■ **Passage to read**

* begin *

AMENDMENT NO. 8 TO SENIOR SUBORDINATED NOTE PURCHASE AGREEMENT

 

This AMENDMENT NO. 8 TO SENIOR SUBORDINATED NOTE PURCHASE AGREEMENT (this “Amendment”) is dated as of June 30, 2014 (the “Eighth Amendment Effective Date”) by and among INTERNATIONAL TEXTILE GROUP, INC., a Delaware corporation (the “Company”) and the Purchasers signatory hereto. Unless otherwise specified herein, capitalized terms used in this Amendment shall have the meanings ascribed to them in the Note Purchase Agreement (as hereinafter defined).

 

R E C I T A L S:

 

WHEREAS, the Company and the Purchasers are party to that certain Senior Subordinated Note Purchase Agreement, dated as of June 6, 2007 (as amended, supplemented, restated or otherwise modified from time to time, the “Note Purchase Agreement”) pursuant to which, among other things, the Company issued and sold to the Purchasers those certain 18% Senior Subordinated Notes due 2011 in accordance with and pursuant to the terms and provisions of the Note Purchase Agreement;

 

WHEREAS, the Company has requested that the Purchasers agree to amend the Note Purchase Agreement to extend the maturity date of the Tranche B Notes as set forth herein; and

 

WHEREAS, for good and valuable consideration, the Purchasers are willing to so amend the Note Purchase Agreement, all upon the terms and conditions as hereinafter set forth;

 

NOW, THEREFORE, in consideration of the premises contained herein, and for other good and valuable consideration, the receipt and sufficiency of which are hereby acknowledged, the parties hereto agree as follows:

 

1.     Amendments to Note Purchase Agreement. Subject to the satisfaction of the conditions to effectiveness set forth in Section 2 below:

 

1.1     Section 9.1 of the Note Purchase Agreement is hereby amended and restated in its entirety as follows:

 

“9.1     Payment of Notes at Maturity.

* end *

■ **Bounding-box rows**

* begin *

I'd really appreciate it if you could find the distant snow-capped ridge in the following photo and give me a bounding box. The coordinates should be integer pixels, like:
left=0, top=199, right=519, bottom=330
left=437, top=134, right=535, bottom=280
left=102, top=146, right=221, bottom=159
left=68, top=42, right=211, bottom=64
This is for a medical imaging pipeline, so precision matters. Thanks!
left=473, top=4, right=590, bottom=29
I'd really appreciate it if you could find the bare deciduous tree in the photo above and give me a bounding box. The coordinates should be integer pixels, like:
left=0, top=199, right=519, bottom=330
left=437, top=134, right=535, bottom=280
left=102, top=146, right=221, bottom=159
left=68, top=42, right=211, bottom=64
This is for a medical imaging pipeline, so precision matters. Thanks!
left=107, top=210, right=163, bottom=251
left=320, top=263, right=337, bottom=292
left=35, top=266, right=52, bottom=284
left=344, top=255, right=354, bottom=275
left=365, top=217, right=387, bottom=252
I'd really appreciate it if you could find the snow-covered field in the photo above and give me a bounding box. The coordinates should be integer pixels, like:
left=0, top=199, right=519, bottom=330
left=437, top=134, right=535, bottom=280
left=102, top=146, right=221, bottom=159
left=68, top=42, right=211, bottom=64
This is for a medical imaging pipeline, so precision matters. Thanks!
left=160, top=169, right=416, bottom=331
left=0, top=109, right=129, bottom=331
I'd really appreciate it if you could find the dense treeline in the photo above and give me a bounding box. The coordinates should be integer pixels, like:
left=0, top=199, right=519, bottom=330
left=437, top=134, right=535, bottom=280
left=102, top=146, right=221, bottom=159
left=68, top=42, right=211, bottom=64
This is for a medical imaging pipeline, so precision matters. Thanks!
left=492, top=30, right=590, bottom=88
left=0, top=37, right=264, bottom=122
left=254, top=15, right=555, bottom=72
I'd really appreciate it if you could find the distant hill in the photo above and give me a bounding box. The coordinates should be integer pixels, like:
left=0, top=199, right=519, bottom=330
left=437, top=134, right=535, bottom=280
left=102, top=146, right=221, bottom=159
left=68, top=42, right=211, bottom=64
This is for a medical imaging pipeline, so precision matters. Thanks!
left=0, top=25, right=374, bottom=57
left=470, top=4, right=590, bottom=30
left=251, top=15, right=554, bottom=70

* end *

■ **What you will do**
Extract the part of the note purchase agreement amendment starting with "1.     Amendments to Note" and going on through "Notes at Maturity.", copying it word for word.

■ **Output of the task**
1.     Amendments to Note Purchase Agreement. Subject to the satisfaction of the conditions to effectiveness set forth in Section 2 below:

 

1.1     Section 9.1 of the Note Purchase Agreement is hereby amended and restated in its entirety as follows:

 

“9.1     Payment of Notes at Maturity.